• **引用文**
アーデル ええ、単位として認めてくれるよう教授や学部長に話をしたんですけれども、SFCだけでは決められないし、全学でやるのはなかなか難しいということでした。ゼミや研究会で個別に申請すれば不可能じゃないということでしたし、単位として認められるかどうかは本質ではない。そこで、別な方法で自分たちが大学内でアピールをして、ボランティアに協力してくれる学生を集めようと活動したんですが、思ったほどの反響はなかったですね。
時間が経つにつれて、学生の関心というのも離れて行ったんでしょうか。
アーデル それもあると思いますし、やはり学期中に1週間単位で休むのは厳しいんですよね。だからこそ、単位として認めて欲しいという要望を出したんです。できるだけ違う大学の人にもコンタクトをとって、最終的にはそれなりの人数が集まってくれたんですが、かなり苦労はしました。
今も震災ボランティアは継続はされているんですか。
アーデル もちろん継続しています。ただ、その団体の方向性を若干変えようとしているんですね。当初は泥出しや支援物資配布がすごく大事だったんですが、今はそこから仮設住宅や港の復興へと、ステージが変わっている。
専門的な技能が必要になってくるということですか。

• **記録データ**
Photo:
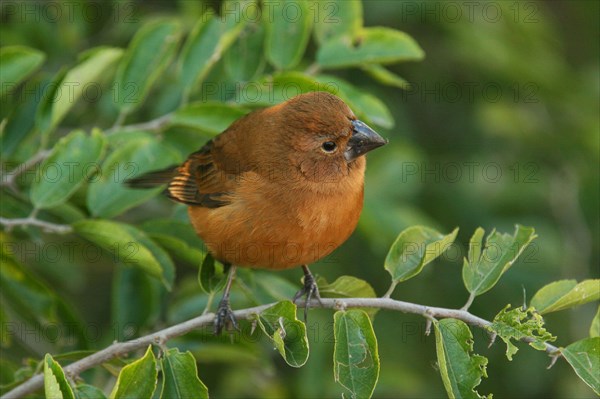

• **作業項目 1**
引用文のうち、「今も震災ボランティアは継続はされているんですか。」から「専門的な技能が必要になってくるということですか。」までの部分を、一字も変えずに書き写してください。
• **作業項目 2**
引用文について、次の問いに答えてください。
(a) アーデルさんは、単位として認めてくれるよう誰に話をしましたか。
(b) 学期中に休むのが厳しいと語られているのは、どのくらいの単位での休みですか。
(c) 当初すごく大事だったとされる活動は何ですか。
資料は別の出典から取られたものです。

• **回答 1**
今も震災ボランティアは継続はされているんですか。
アーデル もちろん継続しています。ただ、その団体の方向性を若干変えようとしているんですね。当初は泥出しや支援物資配布がすごく大事だったんですが、今はそこから仮設住宅や港の復興へと、ステージが変わっている。
専門的な技能が必要になってくるということですか。

• **回答 2**
(a) 教授や学部長
(b) 1週間単位
(c) 泥出しや支援物資配布